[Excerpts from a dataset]
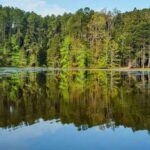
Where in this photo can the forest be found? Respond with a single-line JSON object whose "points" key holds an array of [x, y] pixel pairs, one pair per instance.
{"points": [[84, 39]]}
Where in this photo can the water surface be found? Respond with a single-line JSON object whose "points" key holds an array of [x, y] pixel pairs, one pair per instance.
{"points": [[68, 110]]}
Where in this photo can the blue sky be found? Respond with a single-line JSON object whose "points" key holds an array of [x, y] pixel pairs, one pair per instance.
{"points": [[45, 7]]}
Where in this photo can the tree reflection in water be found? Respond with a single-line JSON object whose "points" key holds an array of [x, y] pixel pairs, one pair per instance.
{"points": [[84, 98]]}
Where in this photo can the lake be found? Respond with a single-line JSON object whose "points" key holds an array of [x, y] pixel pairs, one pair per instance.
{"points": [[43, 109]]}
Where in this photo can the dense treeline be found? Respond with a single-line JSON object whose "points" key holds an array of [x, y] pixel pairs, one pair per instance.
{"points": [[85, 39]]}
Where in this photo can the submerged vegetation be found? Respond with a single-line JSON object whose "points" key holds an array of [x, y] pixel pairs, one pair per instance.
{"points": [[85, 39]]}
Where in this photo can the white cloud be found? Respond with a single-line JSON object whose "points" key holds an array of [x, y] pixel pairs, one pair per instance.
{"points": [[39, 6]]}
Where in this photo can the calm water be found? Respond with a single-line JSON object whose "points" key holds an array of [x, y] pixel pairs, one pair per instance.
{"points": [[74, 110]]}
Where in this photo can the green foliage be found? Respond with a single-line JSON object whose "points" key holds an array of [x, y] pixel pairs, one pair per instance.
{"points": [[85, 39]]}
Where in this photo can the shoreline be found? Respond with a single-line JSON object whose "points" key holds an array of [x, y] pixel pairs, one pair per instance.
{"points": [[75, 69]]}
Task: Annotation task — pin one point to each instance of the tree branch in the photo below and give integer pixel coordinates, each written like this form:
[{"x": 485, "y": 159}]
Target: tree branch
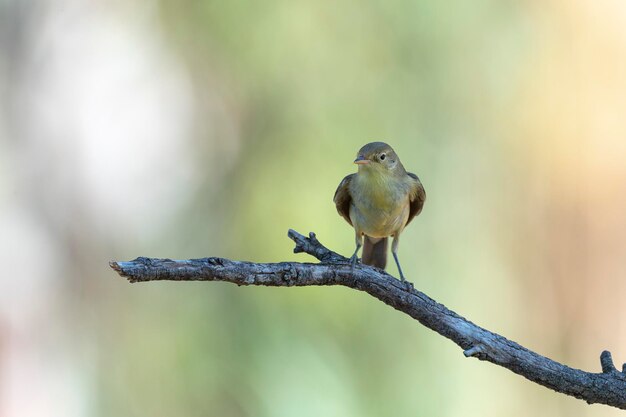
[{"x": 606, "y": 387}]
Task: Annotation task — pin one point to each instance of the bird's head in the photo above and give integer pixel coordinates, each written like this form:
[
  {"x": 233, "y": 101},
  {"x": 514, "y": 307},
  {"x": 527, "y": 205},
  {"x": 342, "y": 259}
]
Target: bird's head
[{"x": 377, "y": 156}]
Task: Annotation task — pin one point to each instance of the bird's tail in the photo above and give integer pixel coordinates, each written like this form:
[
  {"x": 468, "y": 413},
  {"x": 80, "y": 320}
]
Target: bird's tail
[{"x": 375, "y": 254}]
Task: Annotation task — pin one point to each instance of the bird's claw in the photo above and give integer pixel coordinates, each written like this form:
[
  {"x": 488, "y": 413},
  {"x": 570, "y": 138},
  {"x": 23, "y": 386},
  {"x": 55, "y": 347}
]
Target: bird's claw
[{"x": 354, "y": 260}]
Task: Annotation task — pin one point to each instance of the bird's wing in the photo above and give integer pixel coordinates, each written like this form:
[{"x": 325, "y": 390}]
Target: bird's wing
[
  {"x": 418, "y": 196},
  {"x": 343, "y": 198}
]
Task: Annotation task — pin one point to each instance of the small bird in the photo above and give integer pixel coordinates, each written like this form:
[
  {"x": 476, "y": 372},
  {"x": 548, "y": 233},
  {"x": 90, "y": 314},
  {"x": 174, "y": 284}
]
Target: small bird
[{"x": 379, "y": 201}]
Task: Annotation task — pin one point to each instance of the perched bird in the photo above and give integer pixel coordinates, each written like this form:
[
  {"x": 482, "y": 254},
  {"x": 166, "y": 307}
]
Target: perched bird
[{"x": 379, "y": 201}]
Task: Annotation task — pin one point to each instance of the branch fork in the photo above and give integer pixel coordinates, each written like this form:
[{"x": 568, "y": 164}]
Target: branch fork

WHAT IS NEEDED: The number of lines in the data that contain the word "fork" is all that should be stated.

COMPLETED TASK: 2